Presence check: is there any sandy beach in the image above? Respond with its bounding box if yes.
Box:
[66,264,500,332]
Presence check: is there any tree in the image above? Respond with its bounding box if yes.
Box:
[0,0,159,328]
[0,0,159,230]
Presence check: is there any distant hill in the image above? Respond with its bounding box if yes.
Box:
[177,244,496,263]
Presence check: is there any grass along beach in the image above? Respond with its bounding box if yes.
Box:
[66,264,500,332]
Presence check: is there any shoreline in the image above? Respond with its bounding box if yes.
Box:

§ Task goal: The listing above should be transcribed in full, exactly as written.

§ Response for this exercise:
Presence check: is there any sandy beach in the image above? Respond with its bounding box if yes.
Box:
[66,264,500,332]
Presence check: is there any tree in the image above? Respond with its bounding box if yes.
Box:
[0,0,159,328]
[0,0,159,230]
Presence check: is there any distant hill in the image above? Respond with its bounding box if yes.
Box:
[177,244,496,263]
Presence check: is there any grass along beach in the image above? Respond with its bounding box if yes.
Box:
[66,264,500,332]
Presence check: is there any shoreline in the image above? Respond with its bounding box if yes.
Box:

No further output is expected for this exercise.